If you want to use different marks for upper case and lower case letters, do add a mark variant with a .case suffix (e.g., and vertically position its top anchor at CapHeight. The .case diacritics should be positioned correctly for uppercase glyphs, which will usually be well above the CapHeight.

Some diacritics are too wide to fit with narrow glyphs like i and j, and may collide with adjacent glyphs. If this causes difficulty with the legibility of the text, add a mark variant with a .narrow suffix for these exceptions.

A font with small capitals and/or petite capitals, might benefit from additional variant marks. For small capitals, use .smcp; for petite capitals, use .pcap. If you want to use marks for both small capitals and petite capitals, only add marks with a .cap suffix.

If you stick to the above naming conventions, the OpenType feature generator knows how to include the correct features and lookups for anchor based positioning.

____________

Requirements:
**A)** In the passage on mark variants, which suffix is given for small capitals?
**B)** Revise the passage on mark variants from "Some diacritics are" to "anchor based positioning.", replacing "legibility" with "readability".
**C)** Resume the passage on mark variants, writing on from its last sentence.

Dataset section:

____________

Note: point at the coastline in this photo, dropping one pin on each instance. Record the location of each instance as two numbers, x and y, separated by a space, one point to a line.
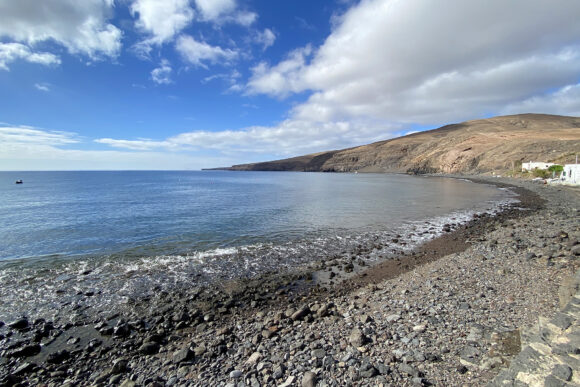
424 317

____________

Exercise results:
**A)** .smcp

**B)**
Some diacritics are too wide to fit with narrow glyphs like i and j, and may collide with adjacent glyphs. If this causes difficulty with the readability of the text, add a mark variant with a .narrow suffix for these exceptions.

A font with small capitals and/or petite capitals, might benefit from additional variant marks. For small capitals, use .smcp; for petite capitals, use .pcap. If you want to use marks for both small capitals and petite capitals, only add marks with a .cap suffix.

If you stick to the above naming conventions, the OpenType feature generator knows how to include the correct features and lookups for anchor based positioning.

**C)**
After you've added variant marks, be sure to reapply Complete Composites -> Anchor Based Reposition to the affected composite glyphs.

Automatically Reposition Glyph Members

By default changes made to anchors are not propagated to the composites, so you need to reapply Complete Composites -> Anchor Based for these changes as well. This can be cumbersome, and you might even forget to manually do this after each change. To be sure your composites always are in sync with the anchors you can set the composite glyphs to Auto Attach, as available from the context menu.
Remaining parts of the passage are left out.